(GIVEN INSTRUCTION)
Can you copy out the data verbatim, from the line containing "Q: For each instance of the crouching" through the line containing "x=300 y=367", with both of those lines included?
--- Start ---
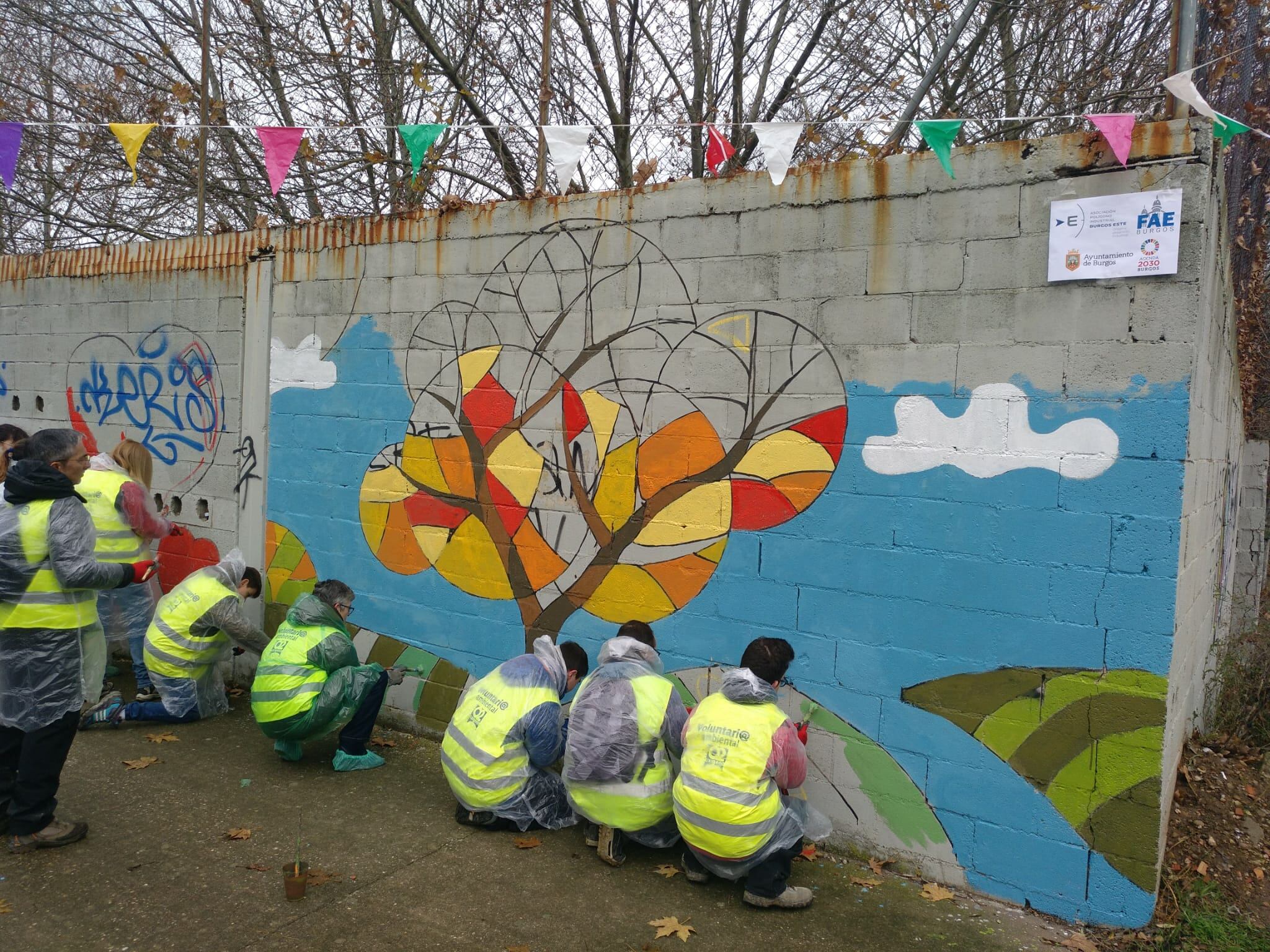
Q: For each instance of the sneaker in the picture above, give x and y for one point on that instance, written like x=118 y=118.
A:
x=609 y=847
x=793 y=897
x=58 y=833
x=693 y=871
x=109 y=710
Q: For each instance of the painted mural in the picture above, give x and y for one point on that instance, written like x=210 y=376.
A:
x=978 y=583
--- End ---
--- Start ---
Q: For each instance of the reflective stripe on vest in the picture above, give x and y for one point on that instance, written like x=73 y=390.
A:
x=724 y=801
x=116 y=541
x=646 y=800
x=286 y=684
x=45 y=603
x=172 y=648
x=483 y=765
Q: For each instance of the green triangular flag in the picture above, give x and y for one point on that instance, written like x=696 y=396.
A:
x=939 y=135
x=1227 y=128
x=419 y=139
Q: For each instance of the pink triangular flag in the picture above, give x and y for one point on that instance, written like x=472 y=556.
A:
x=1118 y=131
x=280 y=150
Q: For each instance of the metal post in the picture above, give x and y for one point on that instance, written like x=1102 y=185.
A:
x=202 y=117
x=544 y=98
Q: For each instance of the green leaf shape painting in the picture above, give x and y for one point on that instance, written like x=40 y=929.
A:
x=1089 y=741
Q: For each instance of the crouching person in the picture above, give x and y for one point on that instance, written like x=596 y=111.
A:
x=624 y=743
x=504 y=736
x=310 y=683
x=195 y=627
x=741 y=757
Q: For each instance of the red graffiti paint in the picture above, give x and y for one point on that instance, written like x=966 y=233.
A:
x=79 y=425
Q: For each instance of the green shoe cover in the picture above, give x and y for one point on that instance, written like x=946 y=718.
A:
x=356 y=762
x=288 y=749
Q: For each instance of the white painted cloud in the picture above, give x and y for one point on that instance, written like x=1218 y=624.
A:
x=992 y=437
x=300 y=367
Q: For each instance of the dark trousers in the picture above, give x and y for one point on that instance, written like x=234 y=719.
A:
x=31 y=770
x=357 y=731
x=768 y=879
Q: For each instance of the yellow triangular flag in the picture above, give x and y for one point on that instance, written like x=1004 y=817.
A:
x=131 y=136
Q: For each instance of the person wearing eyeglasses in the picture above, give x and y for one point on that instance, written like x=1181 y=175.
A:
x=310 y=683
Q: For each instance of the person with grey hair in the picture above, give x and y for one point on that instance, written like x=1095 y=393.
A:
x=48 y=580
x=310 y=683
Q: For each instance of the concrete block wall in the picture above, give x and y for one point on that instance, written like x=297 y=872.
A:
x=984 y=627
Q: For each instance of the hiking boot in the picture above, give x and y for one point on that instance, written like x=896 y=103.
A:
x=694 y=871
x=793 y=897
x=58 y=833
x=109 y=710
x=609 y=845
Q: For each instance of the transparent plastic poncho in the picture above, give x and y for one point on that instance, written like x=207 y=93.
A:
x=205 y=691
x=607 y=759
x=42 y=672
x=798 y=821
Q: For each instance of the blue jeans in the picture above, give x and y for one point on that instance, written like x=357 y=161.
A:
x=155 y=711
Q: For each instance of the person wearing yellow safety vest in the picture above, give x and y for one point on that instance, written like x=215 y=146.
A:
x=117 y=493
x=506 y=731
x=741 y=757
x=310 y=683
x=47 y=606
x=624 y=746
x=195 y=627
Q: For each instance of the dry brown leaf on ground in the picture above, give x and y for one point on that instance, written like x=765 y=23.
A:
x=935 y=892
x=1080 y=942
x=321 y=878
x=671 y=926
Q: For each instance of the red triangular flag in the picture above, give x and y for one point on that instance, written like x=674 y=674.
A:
--- End ---
(EXERCISE OUTPUT)
Q: For each instance of the crouching person in the picture above, give x and y for one point on that instance, written like x=596 y=111.
A:
x=624 y=743
x=504 y=736
x=310 y=683
x=195 y=627
x=741 y=757
Q: For each instance of the red graffiti paint in the picture above, give x and y for one point on that instance, written like x=966 y=233.
A:
x=79 y=425
Q: For each instance of the green shoe cover in the picture above, give x and y for one point on that instance, written like x=946 y=718.
A:
x=356 y=762
x=288 y=749
Q: For each instance of the white painted cloud in the picture above, give x and y for one point on that instance, written like x=1218 y=624.
A:
x=992 y=437
x=300 y=367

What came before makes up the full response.